• **Required action**:
Where the records below reach the line containing "Please pick out the thin", start transcribing, and end with the line containing "Please pick out the pink stigma", exactly and with nothing else added.

• **Dataset**:
◇ ◇ ◇ ◇
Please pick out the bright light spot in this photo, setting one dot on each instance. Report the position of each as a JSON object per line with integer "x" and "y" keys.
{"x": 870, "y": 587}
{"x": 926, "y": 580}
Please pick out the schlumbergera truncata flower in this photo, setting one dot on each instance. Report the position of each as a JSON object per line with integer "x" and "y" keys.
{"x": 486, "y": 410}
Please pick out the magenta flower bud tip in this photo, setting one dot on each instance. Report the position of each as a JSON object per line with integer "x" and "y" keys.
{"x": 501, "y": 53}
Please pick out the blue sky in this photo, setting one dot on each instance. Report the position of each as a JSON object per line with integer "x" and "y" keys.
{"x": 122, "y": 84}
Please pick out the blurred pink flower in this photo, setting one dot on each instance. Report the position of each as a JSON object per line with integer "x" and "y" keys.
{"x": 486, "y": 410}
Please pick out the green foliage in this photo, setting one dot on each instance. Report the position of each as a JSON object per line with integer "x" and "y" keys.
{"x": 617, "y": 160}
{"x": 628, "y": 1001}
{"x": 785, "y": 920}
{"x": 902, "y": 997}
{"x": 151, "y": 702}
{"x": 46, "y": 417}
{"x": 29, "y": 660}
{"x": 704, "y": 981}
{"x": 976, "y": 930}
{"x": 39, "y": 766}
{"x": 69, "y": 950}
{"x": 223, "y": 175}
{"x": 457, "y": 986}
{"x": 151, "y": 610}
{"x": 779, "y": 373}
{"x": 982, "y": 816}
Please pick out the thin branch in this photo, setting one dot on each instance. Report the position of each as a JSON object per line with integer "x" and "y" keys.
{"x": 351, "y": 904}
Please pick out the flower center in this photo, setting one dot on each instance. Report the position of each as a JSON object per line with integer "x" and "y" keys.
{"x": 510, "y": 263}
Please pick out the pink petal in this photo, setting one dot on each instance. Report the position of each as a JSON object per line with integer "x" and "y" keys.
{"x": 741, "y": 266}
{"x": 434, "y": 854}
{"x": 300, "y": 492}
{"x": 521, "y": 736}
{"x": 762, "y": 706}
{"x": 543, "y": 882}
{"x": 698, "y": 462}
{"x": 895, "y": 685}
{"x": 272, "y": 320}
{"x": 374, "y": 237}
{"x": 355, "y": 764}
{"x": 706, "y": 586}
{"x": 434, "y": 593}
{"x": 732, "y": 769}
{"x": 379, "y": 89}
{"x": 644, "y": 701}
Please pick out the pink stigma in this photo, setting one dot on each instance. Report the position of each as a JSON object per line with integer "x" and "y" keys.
◇ ◇ ◇ ◇
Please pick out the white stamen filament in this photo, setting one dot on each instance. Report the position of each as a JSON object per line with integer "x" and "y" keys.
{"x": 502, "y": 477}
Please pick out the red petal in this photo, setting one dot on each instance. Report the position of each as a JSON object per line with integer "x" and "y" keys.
◇ ◇ ◇ ◇
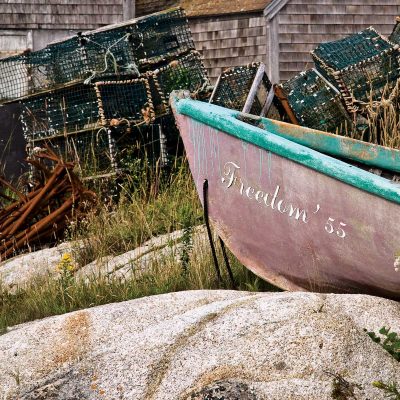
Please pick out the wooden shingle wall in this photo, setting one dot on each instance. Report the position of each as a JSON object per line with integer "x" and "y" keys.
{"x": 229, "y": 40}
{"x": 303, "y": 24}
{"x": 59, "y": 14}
◇ ◇ ◇ ◇
• **Written response**:
Please pick out the thin branch in this photo, setting one dot on each instance. Report the position of each as a JSON object per line with integer "x" and "y" keys.
{"x": 351, "y": 904}
Please pick out the flower center in this photo, setting one dot on each instance. Report the position of each as a JSON object per line with integer "x" and "y" keys.
{"x": 510, "y": 263}
Please pick out the pink petal in this photo, setting one dot on each instance. Report the position of each as a JSON object per line with integer "x" and "y" keys.
{"x": 741, "y": 266}
{"x": 434, "y": 854}
{"x": 300, "y": 492}
{"x": 521, "y": 736}
{"x": 762, "y": 706}
{"x": 543, "y": 882}
{"x": 698, "y": 462}
{"x": 895, "y": 685}
{"x": 272, "y": 320}
{"x": 374, "y": 237}
{"x": 355, "y": 764}
{"x": 706, "y": 586}
{"x": 434, "y": 593}
{"x": 732, "y": 769}
{"x": 379, "y": 89}
{"x": 644, "y": 701}
Please pick out the pink stigma in this photo, setting one dot on each instance. Report the position of each as a JSON object per line with integer "x" and "y" keys.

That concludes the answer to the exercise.